§ **Text block**:
David Kaye, UN Special Rapporteur on the promotion and protection of the right to freedom of opinion and expression

First Annual Report to the 10th Meeting 29th Regular Session of the Human Rights Council
 
[TRANSCRIPTS by Robert Bodle (itals. mine)]
 
Thank you very much Mr. President, Excellencies, ladies and gentleman. Thank you for this first opportunity to address the Human Rights Council.
 
Last summer, during your 26th session, the Council entrusted me with the mandate to promote and protect the right to freedom of opinion and expression, for which I’d like to express my gratitude and humility. Today I am pleased to present to you my first annual report as Special Rapporteur. In this presentation I will spend the bulk of my time highlight the conclusions I’ve drawn from my study of digital security and freedom of opinion and expression. But I want to begin with a note concerning my activities and reflections.

§ **Problem 1**:
Count the lines in the rows that contain the string "trousers", and reply with that number alone.
The transcript and the rows are separate, unrelated material.

§ **Stored records**:
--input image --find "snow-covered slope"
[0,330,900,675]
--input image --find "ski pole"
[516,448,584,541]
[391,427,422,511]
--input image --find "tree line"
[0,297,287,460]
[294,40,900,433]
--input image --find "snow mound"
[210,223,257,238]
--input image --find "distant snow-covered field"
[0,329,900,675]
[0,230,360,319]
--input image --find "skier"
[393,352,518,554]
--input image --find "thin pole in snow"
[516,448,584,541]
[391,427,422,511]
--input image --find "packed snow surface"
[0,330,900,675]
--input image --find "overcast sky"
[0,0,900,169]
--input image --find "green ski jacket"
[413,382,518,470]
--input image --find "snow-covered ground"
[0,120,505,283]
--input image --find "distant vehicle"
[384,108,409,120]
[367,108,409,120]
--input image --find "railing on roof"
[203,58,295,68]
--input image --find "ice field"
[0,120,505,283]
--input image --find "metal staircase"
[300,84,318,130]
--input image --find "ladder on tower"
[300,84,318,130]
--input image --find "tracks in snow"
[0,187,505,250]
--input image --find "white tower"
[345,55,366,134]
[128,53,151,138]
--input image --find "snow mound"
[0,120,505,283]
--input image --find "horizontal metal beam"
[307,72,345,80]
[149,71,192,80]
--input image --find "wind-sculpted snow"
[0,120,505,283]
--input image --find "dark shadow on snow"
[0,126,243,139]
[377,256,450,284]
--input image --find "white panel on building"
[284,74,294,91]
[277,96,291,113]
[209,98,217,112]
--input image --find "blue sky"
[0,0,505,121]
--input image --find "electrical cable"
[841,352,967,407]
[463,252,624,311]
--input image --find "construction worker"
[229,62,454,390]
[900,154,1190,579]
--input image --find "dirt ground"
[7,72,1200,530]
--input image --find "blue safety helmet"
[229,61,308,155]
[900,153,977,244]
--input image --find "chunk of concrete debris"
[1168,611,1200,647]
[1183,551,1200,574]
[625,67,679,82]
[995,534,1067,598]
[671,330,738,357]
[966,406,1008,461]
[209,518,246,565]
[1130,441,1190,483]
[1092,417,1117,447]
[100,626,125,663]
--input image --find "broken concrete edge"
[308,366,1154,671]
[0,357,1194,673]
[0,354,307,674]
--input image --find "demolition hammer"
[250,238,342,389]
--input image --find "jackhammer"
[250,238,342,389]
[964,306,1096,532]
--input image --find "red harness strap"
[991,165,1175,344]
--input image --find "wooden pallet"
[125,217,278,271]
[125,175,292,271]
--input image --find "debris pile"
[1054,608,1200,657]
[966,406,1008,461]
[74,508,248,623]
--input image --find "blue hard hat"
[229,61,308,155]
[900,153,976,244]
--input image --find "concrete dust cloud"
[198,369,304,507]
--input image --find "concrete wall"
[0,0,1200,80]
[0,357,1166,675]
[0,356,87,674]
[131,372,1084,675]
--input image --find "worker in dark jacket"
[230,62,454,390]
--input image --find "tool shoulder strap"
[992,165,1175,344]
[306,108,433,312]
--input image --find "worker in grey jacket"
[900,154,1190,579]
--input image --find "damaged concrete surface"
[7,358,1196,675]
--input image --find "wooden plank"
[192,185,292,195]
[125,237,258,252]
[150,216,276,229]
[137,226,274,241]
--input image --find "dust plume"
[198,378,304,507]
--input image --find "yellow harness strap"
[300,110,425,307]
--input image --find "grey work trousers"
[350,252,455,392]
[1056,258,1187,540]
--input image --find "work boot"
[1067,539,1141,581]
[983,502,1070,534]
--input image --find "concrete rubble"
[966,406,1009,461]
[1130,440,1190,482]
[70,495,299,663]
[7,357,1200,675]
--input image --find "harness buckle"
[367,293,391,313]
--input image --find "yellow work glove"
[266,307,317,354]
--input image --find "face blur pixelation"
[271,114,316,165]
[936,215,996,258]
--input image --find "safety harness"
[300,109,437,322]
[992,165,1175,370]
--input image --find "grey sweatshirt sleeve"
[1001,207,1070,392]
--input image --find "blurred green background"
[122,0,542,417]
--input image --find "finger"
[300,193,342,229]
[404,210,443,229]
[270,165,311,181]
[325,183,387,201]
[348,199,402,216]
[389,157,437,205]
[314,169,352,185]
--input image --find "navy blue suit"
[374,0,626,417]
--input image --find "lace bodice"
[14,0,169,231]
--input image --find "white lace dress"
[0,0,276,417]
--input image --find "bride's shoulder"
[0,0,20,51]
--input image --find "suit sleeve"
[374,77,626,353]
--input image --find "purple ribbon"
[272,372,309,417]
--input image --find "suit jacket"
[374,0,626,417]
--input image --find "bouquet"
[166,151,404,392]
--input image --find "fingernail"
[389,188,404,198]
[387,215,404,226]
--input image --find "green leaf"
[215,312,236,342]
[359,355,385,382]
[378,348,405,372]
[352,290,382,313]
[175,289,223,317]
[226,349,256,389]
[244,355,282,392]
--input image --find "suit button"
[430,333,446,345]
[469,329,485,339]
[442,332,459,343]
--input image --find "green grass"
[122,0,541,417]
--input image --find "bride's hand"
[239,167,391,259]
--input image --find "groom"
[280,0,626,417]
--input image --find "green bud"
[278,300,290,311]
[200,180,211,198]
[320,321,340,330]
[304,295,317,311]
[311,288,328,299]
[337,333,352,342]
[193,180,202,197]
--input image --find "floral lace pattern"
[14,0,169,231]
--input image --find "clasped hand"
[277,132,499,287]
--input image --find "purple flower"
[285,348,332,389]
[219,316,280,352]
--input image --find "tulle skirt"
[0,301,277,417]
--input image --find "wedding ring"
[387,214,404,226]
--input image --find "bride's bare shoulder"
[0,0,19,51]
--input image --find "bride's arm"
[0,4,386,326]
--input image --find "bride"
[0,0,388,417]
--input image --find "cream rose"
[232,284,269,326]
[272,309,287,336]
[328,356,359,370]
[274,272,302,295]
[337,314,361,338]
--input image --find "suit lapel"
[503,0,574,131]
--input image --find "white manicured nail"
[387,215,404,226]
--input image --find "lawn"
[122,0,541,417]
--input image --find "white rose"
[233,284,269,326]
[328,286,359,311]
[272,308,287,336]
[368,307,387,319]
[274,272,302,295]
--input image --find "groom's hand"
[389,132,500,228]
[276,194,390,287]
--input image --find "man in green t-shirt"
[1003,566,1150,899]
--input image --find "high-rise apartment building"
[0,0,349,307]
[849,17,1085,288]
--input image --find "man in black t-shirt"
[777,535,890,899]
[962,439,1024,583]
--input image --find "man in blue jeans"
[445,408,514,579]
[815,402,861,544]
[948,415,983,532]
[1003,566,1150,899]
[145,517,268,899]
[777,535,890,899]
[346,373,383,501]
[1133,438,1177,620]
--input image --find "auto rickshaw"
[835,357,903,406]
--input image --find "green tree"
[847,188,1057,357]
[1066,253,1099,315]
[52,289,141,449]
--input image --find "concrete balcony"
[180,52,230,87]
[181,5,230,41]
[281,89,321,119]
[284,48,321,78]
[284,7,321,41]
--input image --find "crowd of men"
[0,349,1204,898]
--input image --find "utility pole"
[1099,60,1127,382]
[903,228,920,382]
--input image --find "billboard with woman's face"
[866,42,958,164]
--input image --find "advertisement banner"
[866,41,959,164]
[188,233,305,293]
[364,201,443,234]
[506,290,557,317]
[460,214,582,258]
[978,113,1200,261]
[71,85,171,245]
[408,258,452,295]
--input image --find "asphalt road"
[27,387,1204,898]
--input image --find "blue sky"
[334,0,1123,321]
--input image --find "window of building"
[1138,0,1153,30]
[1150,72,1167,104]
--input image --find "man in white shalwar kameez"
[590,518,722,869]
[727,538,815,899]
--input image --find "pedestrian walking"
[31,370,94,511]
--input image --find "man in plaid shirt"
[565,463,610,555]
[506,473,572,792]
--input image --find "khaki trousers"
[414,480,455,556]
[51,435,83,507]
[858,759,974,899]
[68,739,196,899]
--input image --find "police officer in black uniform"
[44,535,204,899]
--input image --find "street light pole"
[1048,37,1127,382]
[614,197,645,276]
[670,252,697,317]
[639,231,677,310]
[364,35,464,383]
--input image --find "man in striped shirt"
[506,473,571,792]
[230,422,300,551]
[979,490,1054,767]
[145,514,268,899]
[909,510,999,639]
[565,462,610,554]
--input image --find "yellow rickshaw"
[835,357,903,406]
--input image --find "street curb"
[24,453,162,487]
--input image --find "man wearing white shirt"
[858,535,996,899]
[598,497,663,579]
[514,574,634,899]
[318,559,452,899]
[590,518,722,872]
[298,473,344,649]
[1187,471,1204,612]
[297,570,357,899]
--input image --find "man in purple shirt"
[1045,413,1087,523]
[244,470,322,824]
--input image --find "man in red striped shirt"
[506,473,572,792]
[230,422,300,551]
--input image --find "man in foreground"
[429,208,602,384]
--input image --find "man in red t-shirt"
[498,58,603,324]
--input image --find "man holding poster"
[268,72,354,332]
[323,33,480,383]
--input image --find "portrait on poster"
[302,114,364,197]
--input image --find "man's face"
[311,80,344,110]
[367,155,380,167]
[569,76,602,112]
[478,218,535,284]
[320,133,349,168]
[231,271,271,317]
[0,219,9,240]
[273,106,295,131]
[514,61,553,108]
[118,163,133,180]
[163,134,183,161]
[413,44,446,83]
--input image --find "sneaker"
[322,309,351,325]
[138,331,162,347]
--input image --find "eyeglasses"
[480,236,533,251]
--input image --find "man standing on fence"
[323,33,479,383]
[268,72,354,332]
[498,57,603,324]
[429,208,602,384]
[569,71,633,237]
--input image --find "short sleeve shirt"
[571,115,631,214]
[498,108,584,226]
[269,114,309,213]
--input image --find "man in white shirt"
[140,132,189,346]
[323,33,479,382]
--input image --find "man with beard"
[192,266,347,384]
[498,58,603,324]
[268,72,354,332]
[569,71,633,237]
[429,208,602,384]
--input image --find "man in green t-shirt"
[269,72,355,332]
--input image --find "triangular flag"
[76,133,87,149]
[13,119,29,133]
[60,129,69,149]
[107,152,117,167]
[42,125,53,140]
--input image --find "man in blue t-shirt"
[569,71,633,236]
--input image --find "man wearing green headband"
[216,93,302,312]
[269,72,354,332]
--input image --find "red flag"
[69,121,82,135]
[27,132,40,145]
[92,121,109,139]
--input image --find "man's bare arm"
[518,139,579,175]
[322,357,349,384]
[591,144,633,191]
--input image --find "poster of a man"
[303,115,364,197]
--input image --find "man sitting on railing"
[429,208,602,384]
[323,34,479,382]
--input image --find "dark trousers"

§ **Problem 2**:
In the transcript, rewrite the part that opens with the words "David Kaye, UN" and closes with "Human Rights Council.", putting "Distinguished delegates" in place of "Excellencies".

§ **Correct answer 1**:
3

§ **Correct answer 2**:
David Kaye, UN Special Rapporteur on the promotion and protection of the right to freedom of opinion and expression

First Annual Report to the 10th Meeting 29th Regular Session of the Human Rights Council
 
[TRANSCRIPTS by Robert Bodle (itals. mine)]
 
Thank you very much Mr. President, Distinguished delegates, ladies and gentleman. Thank you for this first opportunity to address the Human Rights Council.